■ **EXERCISE PROMPT**:
Output all records below verbatim.

━━━ SUPPLIED ENTRIES

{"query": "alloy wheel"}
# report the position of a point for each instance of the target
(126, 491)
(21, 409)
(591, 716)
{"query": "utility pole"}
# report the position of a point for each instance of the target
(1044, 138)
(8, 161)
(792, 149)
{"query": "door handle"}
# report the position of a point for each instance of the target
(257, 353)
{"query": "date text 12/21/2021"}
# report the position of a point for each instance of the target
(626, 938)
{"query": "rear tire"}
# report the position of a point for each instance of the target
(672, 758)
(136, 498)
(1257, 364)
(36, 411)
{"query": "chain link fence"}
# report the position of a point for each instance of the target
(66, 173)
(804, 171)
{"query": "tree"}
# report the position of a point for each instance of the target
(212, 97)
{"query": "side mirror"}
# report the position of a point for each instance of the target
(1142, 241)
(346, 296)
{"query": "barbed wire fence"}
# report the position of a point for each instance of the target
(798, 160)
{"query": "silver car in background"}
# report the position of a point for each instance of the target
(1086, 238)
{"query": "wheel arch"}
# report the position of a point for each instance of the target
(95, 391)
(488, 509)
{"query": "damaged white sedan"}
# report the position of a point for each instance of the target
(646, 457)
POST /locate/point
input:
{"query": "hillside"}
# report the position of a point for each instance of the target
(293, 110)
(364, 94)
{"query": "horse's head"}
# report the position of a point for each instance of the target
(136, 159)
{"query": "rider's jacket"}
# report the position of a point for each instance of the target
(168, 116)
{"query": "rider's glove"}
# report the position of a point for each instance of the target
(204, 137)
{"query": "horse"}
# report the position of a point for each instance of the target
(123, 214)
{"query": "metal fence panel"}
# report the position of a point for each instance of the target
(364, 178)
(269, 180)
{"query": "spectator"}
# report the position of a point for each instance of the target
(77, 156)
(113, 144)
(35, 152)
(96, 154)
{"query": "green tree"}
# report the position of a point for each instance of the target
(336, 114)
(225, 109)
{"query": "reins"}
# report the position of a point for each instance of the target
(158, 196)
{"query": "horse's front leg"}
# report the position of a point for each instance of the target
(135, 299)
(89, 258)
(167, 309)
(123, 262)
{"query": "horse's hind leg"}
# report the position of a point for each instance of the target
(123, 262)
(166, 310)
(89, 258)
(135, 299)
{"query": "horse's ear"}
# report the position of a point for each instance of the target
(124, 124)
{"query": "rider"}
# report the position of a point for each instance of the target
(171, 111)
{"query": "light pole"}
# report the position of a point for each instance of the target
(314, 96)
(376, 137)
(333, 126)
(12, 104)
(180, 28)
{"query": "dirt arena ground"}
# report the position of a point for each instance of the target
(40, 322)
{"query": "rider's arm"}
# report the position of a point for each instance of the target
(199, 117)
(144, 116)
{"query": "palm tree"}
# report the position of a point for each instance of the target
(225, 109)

━━━━━━

■ **SOLUTION TO THIS PROBLEM**:
{"query": "alloy wheel"}
# report the position of a point for each instance of the target
(126, 491)
(21, 409)
(591, 716)
{"query": "utility pole"}
# report the position of a point for each instance of the target
(1044, 138)
(8, 161)
(792, 149)
{"query": "door handle"}
# report the position of a point for each instance of the target
(257, 353)
{"query": "date text 12/21/2021"}
# report the position of a point for each instance of the target
(626, 938)
{"query": "rear tire"}
# report the position of a point for each instance of the target
(672, 758)
(136, 498)
(1257, 364)
(36, 411)
{"query": "chain link fence"}
# report the position of a point for each instance of the target
(66, 173)
(804, 171)
{"query": "tree"}
# report the position of a point for each instance of the target
(212, 97)
{"query": "side mirror"}
# report the position of a point for each instance of the target
(1142, 241)
(346, 296)
{"query": "barbed wire fence"}
# report the position of a point for each instance of the target
(798, 160)
{"query": "silver car in background"}
# report the position of a point for each instance of the target
(1086, 238)
{"query": "wheel arch"}
# report the position of a point for each instance of the target
(95, 391)
(488, 509)
{"query": "damaged white sedan"}
# report the position of a point for each instance of the target
(646, 457)
POST /locate/point
input:
{"query": "hillside"}
# report the position of a point for each instance of the target
(293, 110)
(364, 94)
{"query": "horse's head"}
# report the position of a point for each instance of the target
(136, 159)
{"query": "rider's jacket"}
# report the position of a point for each instance of the target
(168, 116)
{"query": "rider's glove"}
# report the position of a point for each instance of the target
(204, 137)
{"query": "horse"}
# report the position of a point for each instance of the target
(123, 214)
{"query": "metal fence panel"}
# report the position of a point for each instance of the target
(364, 178)
(269, 180)
{"query": "spectator"}
# report the position of a point for each instance of the target
(77, 156)
(113, 144)
(35, 152)
(96, 154)
{"query": "green tree"}
# report the position of a point for each instance of the target
(336, 114)
(225, 109)
{"query": "reins"}
# report the position of a point for each instance of the target
(158, 196)
{"query": "horse's front leg"}
# report the position of a point for each instance of the target
(135, 299)
(89, 258)
(167, 309)
(123, 262)
{"query": "horse's hind leg"}
# report the position of a point for each instance of the target
(123, 262)
(166, 310)
(89, 258)
(135, 299)
{"query": "horse's ear"}
# report the position of a point for each instance of the target
(124, 124)
{"query": "rider"}
# report the position of a point for each instance of the target
(171, 111)
{"query": "light pole"}
# report the position of a point for each instance of the target
(314, 96)
(376, 137)
(333, 126)
(12, 104)
(180, 28)
{"query": "dirt arena ground"}
# report the position of a point for each instance of the target
(40, 322)
{"query": "rider's arm"}
# report the position of a point for each instance of the target
(199, 117)
(144, 116)
{"query": "palm tree"}
# report the position of a point for each instance of the target
(225, 109)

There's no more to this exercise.